■ **Selected passage**:
Update on Progress in March

In March I completed a flash fiction story which will be shopped around as soon as I’ve kicked the tires and made sure it’s working right. Still haven’t finished that longer short story yet, but I think that one’s just a matter of time.

Loki, Son of Laufey is finished with the light edits I put it through in March, and The Castle in the Story is currently being looked at by volunteer proofers (thank you to all my volunteers!). Right now, my writing/publishing time is split between figuring out how to create covers that will do the stories above justice while using no money, and working on the sequel to The Castle in the Story, The Curator’s Song.

For those who are curious, I’m going to post part of the first scene. If I’ve already done this, please forgive me.

Disclaimer: This story is still very rough. Anything and everything might change, or even be cut entirely (e.g. the main character’s name…not sure I like it). As a result, please do not share this or repost (telling others I have a snippet up is fine, just so long as they see this disclaimer).

And, as always, all rights are reserved by me.

Thank you. Enjoy!


Lily Marsh ran down the streets of Knocksure’s Hope, the package clutched to her chest. Brown cloth, rough under her hands, made it difficult to hold, and the weight of the book inside, thick and heavy and encrusted with gems that she could feel through the cloth if she shifted it right, made her arms ache. Weak, little. She hated that about herself, wanted to be like the tall, powerful women Richard liked. But at sixteen years, she wasn’t certain yet what it was men wanted. Because it was very clear, from what she could see, that Richard liked women very different from the woman that had given birth to Lily. And that was the only one she’d ever heard a man talk about.

Not that her father talked much about her anymore. But when he did, it was with a reverence and awe that spoke of a love to last centuries.

That was what she wanted. And that was why she slowed down as she approached Richard’s street, even shifting the package so that she could fix her hair as she walked. She stopped entirely before turning the corner, closing her eyes so that she could no longer see or be aware of the collage of buildings pressed against each other like drunken friends, the bright colors each of the inhabitants painted theirs like a vertical rainbow quilt, stretched out on either side of her. She breathed in the salty air, became aware of the distant call of gulls from the shore. She thought of the sea, the rhythm of the waves she and her father and sister sometimes watched (not often anymore) and relaxed until she was sure she had the same haughty, self-possessed air that Richard’s women did.

Slowly, in spite of her father’s orders to hurry back with the book, his order not to linger or take her time, she began to walk down Richard’s street: Merchant’s Row.

Here, the buildings had signs attached at all levels and of all kinds. This was the street that held the local chapter of the Merchant’s Council, and the street where anyone who wanted to be sure to advertise their business put out a sign. It was also the main road through the city, running directly from the Templed lands beyond to the sea. Everyone passed through here. And as she approached the corner, she clung to her self-possessed self with a small amount of terror.

More people than usual walked the street today. Now and then, a cart threatened to run into another. Shouts and yells, even in the cool morning air, had begun to rise faster and louder than usual. Vina would likely have her hands over her ears today, and that meant it would be a miserable day for Lily. Vina was always a handful on busy days.

■ **Data**:

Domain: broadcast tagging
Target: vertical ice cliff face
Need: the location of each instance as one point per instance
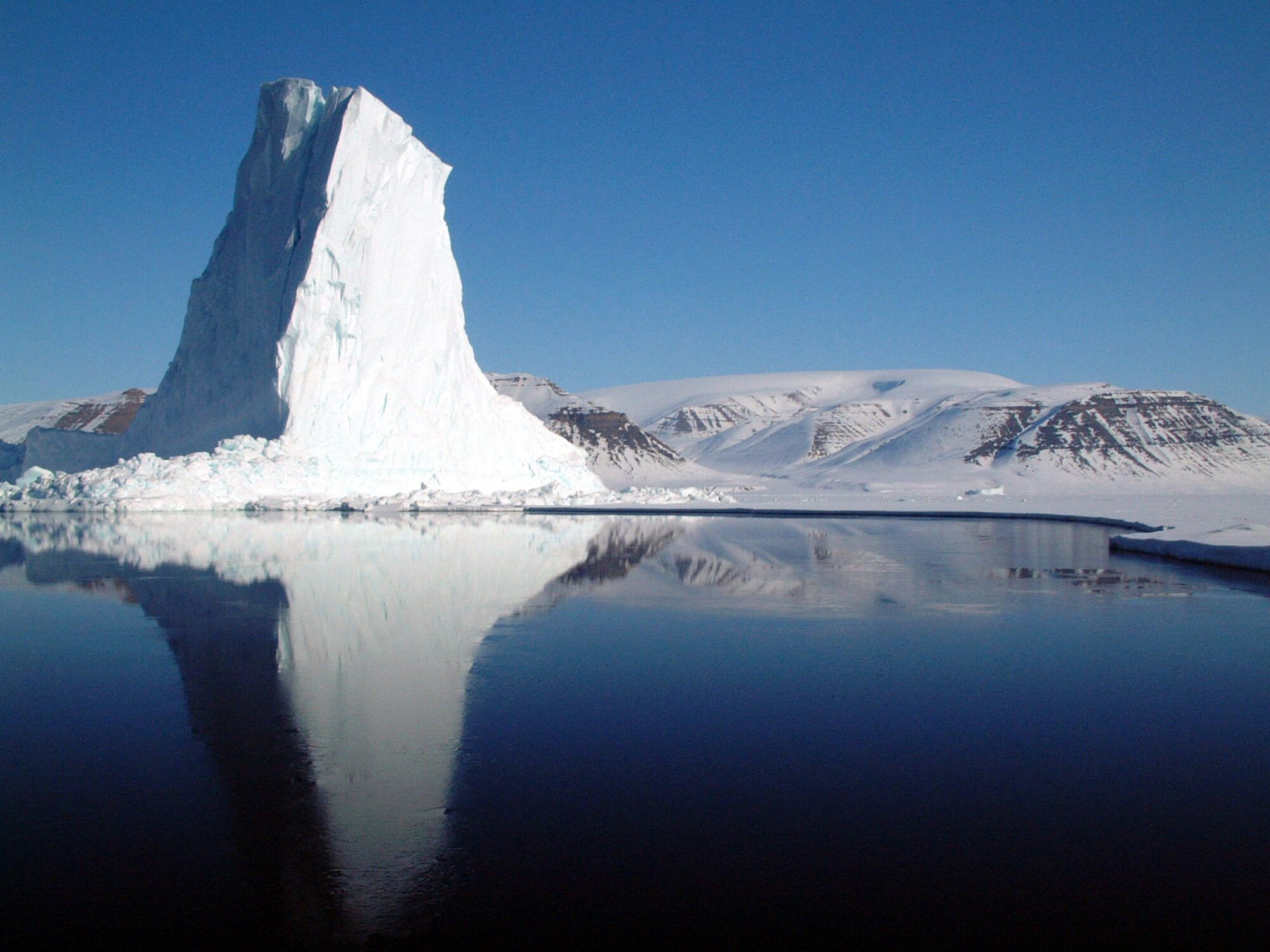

■ **Task description**: Do these statements agree with the March progress update? Answer yes or no for each, quoting the deciding words. 1. Loki, Son of Laufey is with volunteer proofers. 2. Lily Marsh is sixteen. 3. Merchant's Row runs from the Templed lands to the sea. Answer from the March progress update alone.

■ **Completed exercise**:
1. No: "The Castle in the Story is currently being looked at by volunteer proofers"
2. Yes: "at sixteen years"
3. Yes: "running directly from the Templed lands beyond to the sea"